- **What is expected**: Using the passage about the Every 15 Minutes program, explain why the CHP gives mini-grants to schools and organizations statewide and what funding makes this possible. Answer in one to three sentences.

- **Document passage**:
————

Student “DUI Driver” Maddox Wilson is put through a field sobriety test by CHP Officer Wilmer in front of the silent, watching crowd.
When the film ended, a few students from those who participated in the program were able to stand before the assembly and read letters they had written to their loved ones as a “dead” person. Student Alyssa Clover read out her letter to her father, saying tearfully, “Dad, words can’t describe how much I appreciate you…I am sorry I never got a chance to say this in person. Mom, I am so sorry for it all — I wish I could go back in time and take a different route.”
The watching crowd of students, teachers and family members turn to look at the Care Flight helicopter lifting up from behind the school, headed towards Eastern Plumas Health Care bearing an “injured student.”
One parent, Carrie Bowling, spoke to her “deceased” child, voice thick with emotion as she questioned how such a thing could have happened.“Everything was taken from us because of one bad, irreversible decision,” Bowling said. “I feel cheated…we had so many dreams for you and now you’ll never see your eighteenth or twenty first birthday. Dad and I will never be the same without you.”
The Every 15 Minutes program originated in Canada, and the goal of the program is to reduce alcohol-related incidents among youth. Strong partnerships between law enforcement, emergency medical responders, schools, local hospitals and businesses validate the importance of working together to ensure a healthy community, and with funding available from the California Office of Traffic Safety, the CHP provides mini-grants to schools and organizations statewide to operate the program..

————

- **Study material**:
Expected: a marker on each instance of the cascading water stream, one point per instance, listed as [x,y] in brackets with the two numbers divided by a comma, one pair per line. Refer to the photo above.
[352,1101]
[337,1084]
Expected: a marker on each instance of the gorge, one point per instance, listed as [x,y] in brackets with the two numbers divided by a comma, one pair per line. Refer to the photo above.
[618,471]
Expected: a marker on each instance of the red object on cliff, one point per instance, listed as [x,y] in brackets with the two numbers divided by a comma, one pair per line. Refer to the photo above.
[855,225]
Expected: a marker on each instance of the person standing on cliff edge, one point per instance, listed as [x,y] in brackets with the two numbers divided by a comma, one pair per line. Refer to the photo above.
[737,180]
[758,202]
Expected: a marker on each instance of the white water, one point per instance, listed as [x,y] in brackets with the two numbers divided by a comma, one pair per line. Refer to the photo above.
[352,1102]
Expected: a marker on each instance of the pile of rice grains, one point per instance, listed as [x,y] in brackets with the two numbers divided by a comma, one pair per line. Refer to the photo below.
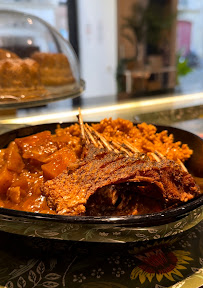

————

- **Worked solution**: The CHP gives the mini-grants so that schools and organizations can operate the Every 15 Minutes program, which aims to reduce alcohol-related incidents among youth. Funding from the California Office of Traffic Safety makes the grants possible.